Ziel: Wie könnte der Text über den Landesverband der Partei und die geringe Beteiligung von Frauen weitergehen? Führe ihn im Anschluss an seinen letzten Satz fort.

Seitenauszug:
---------------
Auf die Punkte bin ich grade in ihrer Summe ziemlich stolz und es bereitet mir große Freude, dass wir als Landesverband diese erreicht haben. Wir haben es still getan, nicht um eines lauten Prinzips wegen, sonders weil es uns richtig erschien und weil es eine praktische Notwendigkeit gab, die damit befriedigt wird. Es ist die ganz handfeste und reale Umsetzung dessen, wie wir denken, dass eine demokratische Partei, die von Partizipation lebt, gestaltet werden soll. Dennoch macht uns dieser Zustand weder selbstbesoffen noch blind für die Probleme, die wir als Landesverband trotzdem haben und jeder hat so seine eigenen kleinen Reibungspunkte mit der Partei:
Zuweilen empfinde ich persönlich manche politischen wie persönlichen Einstellungen als zu konservativ, zu vorsichtig und leider oft auch zu kompromisslos. Andere Aspekte, wie unserer Frauenanteil mache ich niemanden einzelnen zum Vorwurf, dennoch schmerzt mich die geringe Partizipation und auch die geringe Wahrnehmung dieser als eines unserer Probleme. Zwar hatten 2014 fast alle aktiven Frauen bei uns auch ein Parteiamt inne und auch war unsere Listenplatz 1 im Bundestagswahlkampf eine starke Frau, dennoch ist die allgemeine weibliche Beteiligung an der politischen Arbeit mir zu gering. Eine Frauenquote halte ich prinzipiell für richtig und wichtig, um den gesellschaftlich männlich geprägten Habitus zu überwinden. Praktisch wird es bei uns aber zu einer existenzgefährdenden Nichtbesetzung von Schlüsselpositionen führen. Ich weiß noch nicht, wie wir das lösen können.
---------------
Gegebene Informationen:
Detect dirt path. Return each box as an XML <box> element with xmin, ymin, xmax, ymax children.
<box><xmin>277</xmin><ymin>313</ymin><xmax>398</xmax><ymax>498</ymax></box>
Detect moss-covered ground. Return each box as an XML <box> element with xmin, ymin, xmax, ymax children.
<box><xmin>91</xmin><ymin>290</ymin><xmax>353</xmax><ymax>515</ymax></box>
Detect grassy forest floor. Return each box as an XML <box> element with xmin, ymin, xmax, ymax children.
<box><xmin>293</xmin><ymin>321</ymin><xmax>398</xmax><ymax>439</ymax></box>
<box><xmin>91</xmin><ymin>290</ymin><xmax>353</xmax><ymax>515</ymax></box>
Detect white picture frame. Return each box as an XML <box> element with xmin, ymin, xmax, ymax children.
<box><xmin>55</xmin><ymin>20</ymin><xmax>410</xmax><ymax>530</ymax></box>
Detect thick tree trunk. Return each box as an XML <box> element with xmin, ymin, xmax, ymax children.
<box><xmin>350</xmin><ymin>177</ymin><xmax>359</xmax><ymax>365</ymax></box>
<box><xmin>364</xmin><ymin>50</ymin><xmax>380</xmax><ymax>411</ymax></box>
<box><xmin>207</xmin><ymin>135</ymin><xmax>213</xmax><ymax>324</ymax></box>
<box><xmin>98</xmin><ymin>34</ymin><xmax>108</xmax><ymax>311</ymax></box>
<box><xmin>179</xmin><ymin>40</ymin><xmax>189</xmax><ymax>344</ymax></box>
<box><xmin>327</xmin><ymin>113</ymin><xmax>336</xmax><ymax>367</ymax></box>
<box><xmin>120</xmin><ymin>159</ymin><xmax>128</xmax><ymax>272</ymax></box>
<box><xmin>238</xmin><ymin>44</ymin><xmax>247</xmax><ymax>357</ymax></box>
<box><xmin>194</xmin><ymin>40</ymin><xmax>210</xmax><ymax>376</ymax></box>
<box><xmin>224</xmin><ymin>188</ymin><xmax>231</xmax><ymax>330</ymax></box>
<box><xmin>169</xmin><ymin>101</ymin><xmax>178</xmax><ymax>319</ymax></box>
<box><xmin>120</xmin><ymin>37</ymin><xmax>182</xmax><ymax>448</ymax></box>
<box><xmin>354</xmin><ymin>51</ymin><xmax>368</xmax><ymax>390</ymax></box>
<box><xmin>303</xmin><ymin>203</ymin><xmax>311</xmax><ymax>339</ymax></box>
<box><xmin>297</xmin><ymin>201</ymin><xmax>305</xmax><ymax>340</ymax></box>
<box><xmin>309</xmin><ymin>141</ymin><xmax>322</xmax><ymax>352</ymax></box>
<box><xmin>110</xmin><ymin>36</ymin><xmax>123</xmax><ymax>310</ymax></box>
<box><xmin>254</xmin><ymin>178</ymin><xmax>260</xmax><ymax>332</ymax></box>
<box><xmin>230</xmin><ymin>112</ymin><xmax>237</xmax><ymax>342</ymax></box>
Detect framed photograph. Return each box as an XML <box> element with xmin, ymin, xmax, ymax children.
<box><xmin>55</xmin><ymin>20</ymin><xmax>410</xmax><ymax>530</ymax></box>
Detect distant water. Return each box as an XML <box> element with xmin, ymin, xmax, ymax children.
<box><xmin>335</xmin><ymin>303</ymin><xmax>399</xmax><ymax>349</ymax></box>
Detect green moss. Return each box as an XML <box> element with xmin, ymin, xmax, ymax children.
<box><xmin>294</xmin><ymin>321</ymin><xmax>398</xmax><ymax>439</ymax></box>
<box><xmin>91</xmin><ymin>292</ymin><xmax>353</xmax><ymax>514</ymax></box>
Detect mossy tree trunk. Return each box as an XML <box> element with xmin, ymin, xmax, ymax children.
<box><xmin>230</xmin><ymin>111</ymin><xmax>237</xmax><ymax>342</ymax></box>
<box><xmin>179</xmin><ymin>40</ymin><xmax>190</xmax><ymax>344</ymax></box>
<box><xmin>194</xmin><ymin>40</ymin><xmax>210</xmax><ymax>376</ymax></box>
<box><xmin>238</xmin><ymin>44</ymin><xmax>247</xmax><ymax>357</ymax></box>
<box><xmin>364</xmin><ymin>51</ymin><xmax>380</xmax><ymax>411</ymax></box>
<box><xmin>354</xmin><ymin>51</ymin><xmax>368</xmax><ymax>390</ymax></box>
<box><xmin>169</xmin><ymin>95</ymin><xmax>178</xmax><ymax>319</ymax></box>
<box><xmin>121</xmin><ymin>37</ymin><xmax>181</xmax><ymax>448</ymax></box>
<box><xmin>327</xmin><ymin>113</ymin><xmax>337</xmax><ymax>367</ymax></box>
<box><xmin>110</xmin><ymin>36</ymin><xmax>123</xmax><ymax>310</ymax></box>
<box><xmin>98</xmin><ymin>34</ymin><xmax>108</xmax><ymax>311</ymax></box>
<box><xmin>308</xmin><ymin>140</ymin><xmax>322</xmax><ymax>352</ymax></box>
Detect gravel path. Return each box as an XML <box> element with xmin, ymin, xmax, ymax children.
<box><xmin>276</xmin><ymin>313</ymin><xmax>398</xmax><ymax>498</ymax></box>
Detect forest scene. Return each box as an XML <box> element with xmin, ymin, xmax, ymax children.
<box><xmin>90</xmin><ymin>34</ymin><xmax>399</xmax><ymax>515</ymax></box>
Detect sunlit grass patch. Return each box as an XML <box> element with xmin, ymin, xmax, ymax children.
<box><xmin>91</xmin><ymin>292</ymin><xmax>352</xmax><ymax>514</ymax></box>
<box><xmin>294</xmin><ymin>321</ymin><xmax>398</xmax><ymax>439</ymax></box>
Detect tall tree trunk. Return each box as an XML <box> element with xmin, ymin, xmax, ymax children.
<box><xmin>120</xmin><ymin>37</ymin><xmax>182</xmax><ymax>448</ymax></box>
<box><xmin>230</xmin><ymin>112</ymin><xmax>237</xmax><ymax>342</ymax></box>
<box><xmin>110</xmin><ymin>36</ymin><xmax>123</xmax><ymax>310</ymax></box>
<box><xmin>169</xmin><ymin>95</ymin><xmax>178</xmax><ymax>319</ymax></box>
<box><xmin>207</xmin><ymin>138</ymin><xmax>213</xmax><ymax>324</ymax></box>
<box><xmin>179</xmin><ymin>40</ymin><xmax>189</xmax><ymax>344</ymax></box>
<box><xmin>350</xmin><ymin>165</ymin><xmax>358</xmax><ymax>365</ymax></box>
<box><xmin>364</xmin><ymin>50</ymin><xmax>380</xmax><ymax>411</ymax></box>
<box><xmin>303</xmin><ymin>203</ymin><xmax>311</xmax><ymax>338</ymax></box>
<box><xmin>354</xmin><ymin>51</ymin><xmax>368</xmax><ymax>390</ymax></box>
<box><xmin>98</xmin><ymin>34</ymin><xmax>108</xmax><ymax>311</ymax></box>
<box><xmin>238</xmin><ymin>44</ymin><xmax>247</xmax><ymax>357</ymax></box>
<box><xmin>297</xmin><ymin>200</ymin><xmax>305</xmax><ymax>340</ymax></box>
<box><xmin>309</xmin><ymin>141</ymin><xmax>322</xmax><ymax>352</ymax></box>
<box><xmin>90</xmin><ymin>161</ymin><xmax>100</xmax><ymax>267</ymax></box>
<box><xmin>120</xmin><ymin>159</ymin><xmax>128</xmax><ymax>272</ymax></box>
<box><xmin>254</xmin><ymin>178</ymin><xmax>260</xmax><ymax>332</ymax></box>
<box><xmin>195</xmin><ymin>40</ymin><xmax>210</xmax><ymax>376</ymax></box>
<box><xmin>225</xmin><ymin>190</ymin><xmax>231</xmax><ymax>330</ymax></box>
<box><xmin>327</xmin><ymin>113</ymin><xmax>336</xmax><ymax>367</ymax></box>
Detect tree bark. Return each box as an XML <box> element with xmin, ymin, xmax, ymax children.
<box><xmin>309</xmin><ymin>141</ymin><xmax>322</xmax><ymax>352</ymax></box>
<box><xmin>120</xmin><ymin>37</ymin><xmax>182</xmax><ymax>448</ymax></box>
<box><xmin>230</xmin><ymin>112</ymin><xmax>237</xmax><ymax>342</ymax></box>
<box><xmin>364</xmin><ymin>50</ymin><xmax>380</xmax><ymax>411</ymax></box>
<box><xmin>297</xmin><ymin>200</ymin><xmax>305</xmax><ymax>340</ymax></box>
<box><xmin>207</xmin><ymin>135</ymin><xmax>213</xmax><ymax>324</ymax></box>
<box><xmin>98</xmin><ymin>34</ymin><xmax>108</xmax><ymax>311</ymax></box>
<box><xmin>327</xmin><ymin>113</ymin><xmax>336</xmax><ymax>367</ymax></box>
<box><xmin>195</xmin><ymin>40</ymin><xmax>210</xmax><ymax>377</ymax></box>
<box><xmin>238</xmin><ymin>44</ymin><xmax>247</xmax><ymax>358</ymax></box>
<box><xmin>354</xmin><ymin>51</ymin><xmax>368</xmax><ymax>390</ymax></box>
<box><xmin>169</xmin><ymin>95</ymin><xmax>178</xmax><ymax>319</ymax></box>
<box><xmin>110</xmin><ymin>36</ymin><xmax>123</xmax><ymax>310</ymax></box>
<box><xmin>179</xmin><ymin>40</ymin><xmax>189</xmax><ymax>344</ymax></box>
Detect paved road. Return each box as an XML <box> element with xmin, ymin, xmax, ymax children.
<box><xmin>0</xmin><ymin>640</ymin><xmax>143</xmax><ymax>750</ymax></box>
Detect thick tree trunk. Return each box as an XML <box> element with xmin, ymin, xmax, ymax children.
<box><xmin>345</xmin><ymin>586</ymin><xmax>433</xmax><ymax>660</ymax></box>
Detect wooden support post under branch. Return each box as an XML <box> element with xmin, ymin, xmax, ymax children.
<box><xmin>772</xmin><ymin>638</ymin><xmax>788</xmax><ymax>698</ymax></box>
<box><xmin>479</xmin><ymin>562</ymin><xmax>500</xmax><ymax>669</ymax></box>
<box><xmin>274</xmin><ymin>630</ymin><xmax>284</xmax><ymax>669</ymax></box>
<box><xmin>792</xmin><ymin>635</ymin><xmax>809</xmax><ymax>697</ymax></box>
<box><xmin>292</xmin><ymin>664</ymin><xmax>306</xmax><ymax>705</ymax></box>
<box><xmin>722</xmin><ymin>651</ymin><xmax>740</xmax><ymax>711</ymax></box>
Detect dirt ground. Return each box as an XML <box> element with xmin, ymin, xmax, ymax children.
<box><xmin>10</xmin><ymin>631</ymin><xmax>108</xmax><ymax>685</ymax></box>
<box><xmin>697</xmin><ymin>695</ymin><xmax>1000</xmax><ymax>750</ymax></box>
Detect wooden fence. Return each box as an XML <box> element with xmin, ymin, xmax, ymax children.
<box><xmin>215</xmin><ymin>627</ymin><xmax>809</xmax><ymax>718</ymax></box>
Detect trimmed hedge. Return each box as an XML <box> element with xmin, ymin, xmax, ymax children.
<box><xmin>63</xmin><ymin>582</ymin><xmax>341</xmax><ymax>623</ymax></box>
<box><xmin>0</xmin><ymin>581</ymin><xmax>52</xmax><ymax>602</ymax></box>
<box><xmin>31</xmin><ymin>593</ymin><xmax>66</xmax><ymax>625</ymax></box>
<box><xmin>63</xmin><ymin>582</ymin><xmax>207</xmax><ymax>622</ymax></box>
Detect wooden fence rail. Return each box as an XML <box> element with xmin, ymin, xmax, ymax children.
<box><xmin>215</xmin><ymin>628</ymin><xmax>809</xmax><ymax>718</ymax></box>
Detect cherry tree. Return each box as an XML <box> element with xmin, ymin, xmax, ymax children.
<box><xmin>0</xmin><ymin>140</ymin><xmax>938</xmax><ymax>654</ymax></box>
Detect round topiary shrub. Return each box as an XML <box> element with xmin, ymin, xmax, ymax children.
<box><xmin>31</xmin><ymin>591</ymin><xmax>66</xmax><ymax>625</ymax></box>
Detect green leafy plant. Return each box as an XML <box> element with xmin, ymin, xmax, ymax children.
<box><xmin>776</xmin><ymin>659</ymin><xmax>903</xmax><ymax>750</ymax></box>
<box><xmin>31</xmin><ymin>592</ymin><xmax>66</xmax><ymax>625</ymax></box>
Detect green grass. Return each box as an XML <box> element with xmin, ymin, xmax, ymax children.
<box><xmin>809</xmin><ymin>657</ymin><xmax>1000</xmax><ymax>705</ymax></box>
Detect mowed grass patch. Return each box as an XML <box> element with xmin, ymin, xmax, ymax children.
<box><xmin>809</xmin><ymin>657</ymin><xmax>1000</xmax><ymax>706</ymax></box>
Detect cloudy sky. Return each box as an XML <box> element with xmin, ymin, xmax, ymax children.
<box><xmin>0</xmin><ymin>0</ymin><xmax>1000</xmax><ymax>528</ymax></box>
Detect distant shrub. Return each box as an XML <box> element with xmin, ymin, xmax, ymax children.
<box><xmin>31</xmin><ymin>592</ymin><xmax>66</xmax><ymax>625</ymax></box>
---------------
Ausgabe:
Auch nutzt die noch so moderne Struktur wenig, wenn wir unsere Hausaufgaben nicht schaffen und zur Landtagswahl 2016 ein Parteiprogramm zu entwickeln, durch dass sich ein Credo, eine Gesamtaussage zieht, für die die Piratenpartei Mecklenburg-Vorpommern steht. Die auch die Politik der kommunalen Mandatsträger mit einen roten Faden verbindet. So bleibt bei alle Freude über Erreichtes im strukturellen Bereich noch viel Arbeit in vielen anderen Bereichen, auf dass uns nie langweilig wird.
Ich wünsche allen Lesern einen guten Rutsch und viel Tatendrang und Schaffenskraft im neuen Jahr.